UNITED STATES DISTRICT COURT DISTRICT OF NEVADA
Oct 13, 2011
3:11-cv-00264-RCJ-WGC (D. Nev. Oct. 13, 2011)

Opinion

3:11-cv-00264-RCJ-WGC

10-13-2011

JUAN LUNA, Plaintiff, v. SUMMIT COLLECTION SERVICES, Defendant.


ORDER

This case arises out of alleged harassment over a non-existent debt. Pending before the Court is a Motion to Dismiss (ECF No. 12). For the reasons given herein, the Court grants the motion.

I. FACTS AND PROCEDURAL HISTORY

Plaintiff Juan Luna was named as a defendant in a state civil action arising out of a battery committed by a minor in his care. (See Compl. ¶¶ 1-10 in Second Judicial District Court Case No. CV05 01228, ECF No. 12, at 6). Defendant Summit Collection Services ("Summit") admits that the state court plaintiff never served Luna with the summons and complaint, (see Mot. Dismiss 1:23-24, Mar. 31, 2011, ECF No. 12), and that the judgment entered in the case therefore did include him, (see J. in Second Judicial District Court Case No. CV05 01228, ECF No. 16-1, at 7). Nevertheless, Summit attempted to collect the judgment from Luna. (See Compl. ¶ 7, Feb. 8, 2011, ECF No. 1).

Implicitly invoking federal question and supplemental jurisdiction, (see id. ¶ 2), Luna sued Summit in this Court for violation of the Fair Debt Collection Practices Act ("FDCPA") and invasion of privacy under state law. Summit has moved to dismiss.

II. LEGAL STANDARDS

Federal Rule of Civil Procedure 8(a)(2) requires only "a short and plain statement of the claim showing that the pleader is entitled to relief in order to "give the defendant fair notice of what the . . . claim is and the grounds upon which it rests." Conley v. Gibson, 355 U.S. 41, 47 (1957). Federal Rule of Civil Procedure 12(b)(6) mandates that a court dismiss a cause of action that fails to state a claim upon which relief can be granted. A motion to dismiss under Rule 12(b)(6) tests the complaint's sufficiency. See N. Star Int'l v. Ariz. Corp. Comm'n, 720 F.2d 578, 581 (9th Cir. 1983). When considering a motion to dismiss under Rule 12(b)(6) for failure to state a claim, dismissal is appropriate only when the complaint does not give the defendant fair notice of a legally cognizable claim and the grounds on which it rests. See Bell Atl. Corp. v. Twombly, 550 U.S. 544, 555 (2007). In considering whether the complaint is sufficient to state a claim, the court will take all material allegations as true and construe them in the light most favorable to the plaintiff. See NL Indus., Inc. v. Kaplan, 792 F.2d 896, 898 (9th Cir. 1986). The court, however, is not required to accept as true allegations that are merely conclusory, unwarranted deductions of fact, or unreasonable inferences. See Sprewell v. Golden State Warriors, 266 F.3d 979, 988 (9th Cir. 2001). A formulaic recitation of a cause of action with conclusory allegations is not sufficient; a plaintiff must plead facts showing that a violation is plausible, not just possible. Ashcroft v. Iqbal, 129 S. Ct. 1937, 1949 (2009) (citing Twombly, 550 U.S. at 555).

Source excerpt ->

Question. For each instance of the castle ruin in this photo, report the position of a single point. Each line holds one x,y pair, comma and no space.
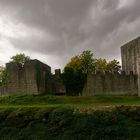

Problem set ->
a: From the court order, return the stretch from "I. FACTS AND" through "ECF No. 1).".
b: Answer these from the court order:
(i) Which motion is pending before the Court, and what is its ECF number?
(ii) What two claims did Luna bring against Summit in this Court?
(iii) Which Federal Rule of Civil Procedure mandates dismissal of a cause of action that fails to state a claim upon which relief can be granted?
The material above is separate from the court order.

Results by task ->
a:
I. FACTS AND PROCEDURAL HISTORY

Plaintiff Juan Luna was named as a defendant in a state civil action arising out of a battery committed by a minor in his care. (See Compl. ¶¶ 1-10 in Second Judicial District Court Case No. CV05 01228, ECF No. 12, at 6). Defendant Summit Collection Services ("Summit") admits that the state court plaintiff never served Luna with the summons and complaint, (see Mot. Dismiss 1:23-24, Mar. 31, 2011, ECF No. 12), and that the judgment entered in the case therefore did include him, (see J. in Second Judicial District Court Case No. CV05 01228, ECF No. 16-1, at 7). Nevertheless, Summit attempted to collect the judgment from Luna. (See Compl. ¶ 7, Feb. 8, 2011, ECF No. 1).

b:
(i) A Motion to Dismiss, ECF No. 12.
(ii) Violation of the Fair Debt Collection Practices Act and invasion of privacy under state law.
(iii) Rule 12(b)(6).